Selected text
^^^^
Australian Qualified Advisers exemption 2016

1. What is the purpose and background of this exemption?

This exemption provides recognition for Australian qualified advisers when they apply to be Authorised Financial Advisers (AFAs) in New Zealand. ASIC is providing mutual recognition for New Zealand qualified advisers.

Prior to this exemption which was first granted in 2012 (and was amended by way of replacement in 2014), the only avenue for recognition of Australian qualified advisers when they applied to be licensed advisers in New Zealand (ie AFAs) was through Trans-Tasman Mutual Recognition (TTMR) legislation. However this legislation has very limited application to financial advisers as it applies only to individuals (ie not firms) who are Australian licence holders when they apply to be authorised/registered under the New Zealand financial adviser regime.

FMA and ASIC have mutually agreed to provide recognition of each other's qualified advisers in addition to the recognition under the TTMR legislation.

2. What is the nature of this exemption?

Certain Australian advisers who meet the qualifications requirements under ASIC's regulatory guides to provide personal financial product advice to retail clients, will be given recognition when applying to be an AFA in New Zealand. This will only be in relation to the products they are qualified to advise on in Australia, where New Zealand has an equivalent licence.

3. What is the extent of exemption?

This is only an exemption from the educational competency requirements under the Code of Professional Conduct (the Code) for AFAs. The notice exempts people who meet certain Australian training requirements (Australian advisers) when they apply to be AFAs in New Zealand, from the educational competency requirements in Code Standard 15 (to the extent that it requires attainment of Unit Standard Set B) and Code Standard 16 which requires an AFA to attain certain qualifications that are relevant to the financial adviser services to be provided.

The Australian adviser will be subject to:

  • the other eligibility requirements for AFAs (for example good character and criminal record checks, registration requirements, including dispute resolution scheme membership);
  • standard terms and conditions of authorisation as may be modified by FMA. In particular the terms and conditions will include a requirement for the AFA to complete structured training in the first year of authorisation covering knowledge of the Financial Advisers Act, the Code and other relevant legal obligations;
  • all the other provisions of the Code, including
    • Code Standard 14 which contains the overarching requirement that an AFA must have the competence, knowledge and skills to provide a service.
    • The remaining requirements of Code Standard 15 to have knowledge of the Financial Advisers Act and Code and other legal obligations relevant to the adviser's practice. Attaining Unit Standard Set B of the National Certificate of Financial Services (Financial Advice)(Level 5) and other structured training are some of the ways an adviser can demonstrate that they have this knowledge.
^^^^
Material provided
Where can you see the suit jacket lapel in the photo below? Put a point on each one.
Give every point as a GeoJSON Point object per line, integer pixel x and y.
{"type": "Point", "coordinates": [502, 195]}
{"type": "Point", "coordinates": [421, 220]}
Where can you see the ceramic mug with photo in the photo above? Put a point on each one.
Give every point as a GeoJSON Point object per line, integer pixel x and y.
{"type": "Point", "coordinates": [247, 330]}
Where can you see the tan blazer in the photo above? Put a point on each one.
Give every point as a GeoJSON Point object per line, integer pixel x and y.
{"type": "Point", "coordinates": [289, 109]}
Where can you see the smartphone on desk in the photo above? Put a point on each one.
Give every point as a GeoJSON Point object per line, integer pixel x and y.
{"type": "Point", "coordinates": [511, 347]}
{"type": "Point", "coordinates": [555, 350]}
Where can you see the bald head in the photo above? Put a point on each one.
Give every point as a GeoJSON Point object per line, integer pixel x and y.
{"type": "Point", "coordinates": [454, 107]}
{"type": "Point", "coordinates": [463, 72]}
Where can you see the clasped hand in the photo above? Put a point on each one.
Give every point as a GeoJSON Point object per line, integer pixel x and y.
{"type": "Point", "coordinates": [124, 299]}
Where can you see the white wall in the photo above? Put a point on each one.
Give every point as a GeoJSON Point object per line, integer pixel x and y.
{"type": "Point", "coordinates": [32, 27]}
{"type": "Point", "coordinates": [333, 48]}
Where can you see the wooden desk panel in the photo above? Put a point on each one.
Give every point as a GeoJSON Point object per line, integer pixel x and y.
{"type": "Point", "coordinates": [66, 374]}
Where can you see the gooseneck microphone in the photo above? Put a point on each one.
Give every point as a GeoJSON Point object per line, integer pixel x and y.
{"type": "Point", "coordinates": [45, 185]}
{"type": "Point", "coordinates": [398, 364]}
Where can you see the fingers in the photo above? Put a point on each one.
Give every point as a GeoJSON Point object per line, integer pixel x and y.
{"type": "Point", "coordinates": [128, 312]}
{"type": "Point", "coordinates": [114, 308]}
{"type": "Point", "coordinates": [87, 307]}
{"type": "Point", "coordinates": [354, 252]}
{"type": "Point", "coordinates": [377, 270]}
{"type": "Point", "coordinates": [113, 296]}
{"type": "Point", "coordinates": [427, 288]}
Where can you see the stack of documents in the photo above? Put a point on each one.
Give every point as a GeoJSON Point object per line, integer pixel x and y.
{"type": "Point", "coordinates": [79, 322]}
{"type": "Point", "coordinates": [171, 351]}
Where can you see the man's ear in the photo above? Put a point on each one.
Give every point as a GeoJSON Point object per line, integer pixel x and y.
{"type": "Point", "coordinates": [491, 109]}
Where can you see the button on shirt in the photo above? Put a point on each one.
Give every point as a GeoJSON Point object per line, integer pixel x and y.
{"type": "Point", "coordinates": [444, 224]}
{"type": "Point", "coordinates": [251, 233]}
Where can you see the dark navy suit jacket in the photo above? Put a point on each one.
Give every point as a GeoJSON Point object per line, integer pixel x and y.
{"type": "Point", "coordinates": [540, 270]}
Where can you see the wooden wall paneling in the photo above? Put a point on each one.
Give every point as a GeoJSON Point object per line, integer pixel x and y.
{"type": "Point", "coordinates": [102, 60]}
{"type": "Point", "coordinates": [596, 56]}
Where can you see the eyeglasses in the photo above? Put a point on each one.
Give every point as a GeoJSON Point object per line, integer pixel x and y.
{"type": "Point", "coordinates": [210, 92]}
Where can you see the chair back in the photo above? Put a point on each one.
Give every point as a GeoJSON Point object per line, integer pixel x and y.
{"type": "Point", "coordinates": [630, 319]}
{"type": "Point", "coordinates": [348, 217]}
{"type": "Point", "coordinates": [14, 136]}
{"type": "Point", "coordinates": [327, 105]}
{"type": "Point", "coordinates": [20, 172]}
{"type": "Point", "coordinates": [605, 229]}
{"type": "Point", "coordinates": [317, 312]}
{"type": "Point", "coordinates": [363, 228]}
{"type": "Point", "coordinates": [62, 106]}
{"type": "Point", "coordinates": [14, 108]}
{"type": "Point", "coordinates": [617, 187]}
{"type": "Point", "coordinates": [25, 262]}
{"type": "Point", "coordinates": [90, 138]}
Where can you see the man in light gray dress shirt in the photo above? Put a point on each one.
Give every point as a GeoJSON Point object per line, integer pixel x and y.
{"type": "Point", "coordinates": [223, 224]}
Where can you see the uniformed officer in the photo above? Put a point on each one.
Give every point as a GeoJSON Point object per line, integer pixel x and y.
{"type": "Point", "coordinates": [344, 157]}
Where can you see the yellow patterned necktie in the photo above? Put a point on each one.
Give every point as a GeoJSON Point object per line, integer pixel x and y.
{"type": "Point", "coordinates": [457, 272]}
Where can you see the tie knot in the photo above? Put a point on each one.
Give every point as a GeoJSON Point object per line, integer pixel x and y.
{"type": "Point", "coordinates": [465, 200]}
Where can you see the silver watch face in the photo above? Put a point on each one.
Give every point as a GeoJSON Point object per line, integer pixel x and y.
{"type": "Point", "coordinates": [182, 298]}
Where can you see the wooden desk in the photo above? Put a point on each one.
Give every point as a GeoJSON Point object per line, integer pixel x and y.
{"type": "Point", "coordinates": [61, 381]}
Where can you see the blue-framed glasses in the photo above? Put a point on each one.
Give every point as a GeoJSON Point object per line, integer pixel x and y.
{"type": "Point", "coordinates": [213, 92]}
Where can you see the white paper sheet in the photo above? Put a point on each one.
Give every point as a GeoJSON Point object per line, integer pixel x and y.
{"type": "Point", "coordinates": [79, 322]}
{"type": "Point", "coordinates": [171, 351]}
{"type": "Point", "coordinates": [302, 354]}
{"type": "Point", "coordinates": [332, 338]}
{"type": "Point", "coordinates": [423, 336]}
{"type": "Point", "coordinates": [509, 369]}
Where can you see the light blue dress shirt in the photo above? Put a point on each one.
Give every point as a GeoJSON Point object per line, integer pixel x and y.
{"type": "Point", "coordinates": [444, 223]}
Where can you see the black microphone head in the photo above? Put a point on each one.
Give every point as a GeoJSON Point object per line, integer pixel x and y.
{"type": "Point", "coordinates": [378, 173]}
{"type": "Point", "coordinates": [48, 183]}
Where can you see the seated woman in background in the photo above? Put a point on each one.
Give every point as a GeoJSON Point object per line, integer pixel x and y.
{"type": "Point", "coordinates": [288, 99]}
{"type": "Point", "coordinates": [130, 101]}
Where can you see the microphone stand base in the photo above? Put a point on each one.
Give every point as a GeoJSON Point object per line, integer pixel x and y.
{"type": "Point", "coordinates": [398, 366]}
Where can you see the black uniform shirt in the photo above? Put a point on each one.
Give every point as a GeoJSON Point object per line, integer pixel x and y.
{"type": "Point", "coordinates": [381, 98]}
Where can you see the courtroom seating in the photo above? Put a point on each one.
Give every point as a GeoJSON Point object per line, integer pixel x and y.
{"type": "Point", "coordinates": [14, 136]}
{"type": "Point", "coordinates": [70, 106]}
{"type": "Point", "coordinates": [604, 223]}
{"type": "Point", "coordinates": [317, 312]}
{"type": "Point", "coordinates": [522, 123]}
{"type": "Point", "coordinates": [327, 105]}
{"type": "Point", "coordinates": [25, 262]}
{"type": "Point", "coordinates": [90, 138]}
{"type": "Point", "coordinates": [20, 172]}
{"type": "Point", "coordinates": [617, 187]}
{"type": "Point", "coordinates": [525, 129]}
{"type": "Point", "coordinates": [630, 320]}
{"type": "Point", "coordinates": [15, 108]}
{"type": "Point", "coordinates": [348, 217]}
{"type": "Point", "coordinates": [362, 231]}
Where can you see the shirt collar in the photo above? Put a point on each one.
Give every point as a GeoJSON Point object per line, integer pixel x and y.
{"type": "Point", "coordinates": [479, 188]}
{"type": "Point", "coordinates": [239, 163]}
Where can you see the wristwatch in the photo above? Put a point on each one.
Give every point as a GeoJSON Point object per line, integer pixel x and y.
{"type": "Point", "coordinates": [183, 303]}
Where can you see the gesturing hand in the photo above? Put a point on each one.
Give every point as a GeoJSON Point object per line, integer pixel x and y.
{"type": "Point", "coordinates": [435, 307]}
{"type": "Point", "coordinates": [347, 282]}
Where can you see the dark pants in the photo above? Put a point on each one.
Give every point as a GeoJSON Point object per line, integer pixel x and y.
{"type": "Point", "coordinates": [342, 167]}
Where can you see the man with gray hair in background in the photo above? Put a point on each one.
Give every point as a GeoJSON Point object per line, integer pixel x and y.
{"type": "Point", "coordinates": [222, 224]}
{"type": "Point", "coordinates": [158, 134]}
^^^^
What this task involves
Edit the stretch from "Certain Australian advisers" through "an equivalent licence." in the Australian qualified advisers exemption, changing "retail clients" to "individual investors". Rely only on the exemption text for what comes next; the rows play no part.

Correct response
Certain Australian advisers who meet the qualifications requirements under ASIC's regulatory guides to provide personal financial product advice to individual investors, will be given recognition when applying to be an AFA in New Zealand. This will only be in relation to the products they are qualified to advise on in Australia, where New Zealand has an equivalent licence.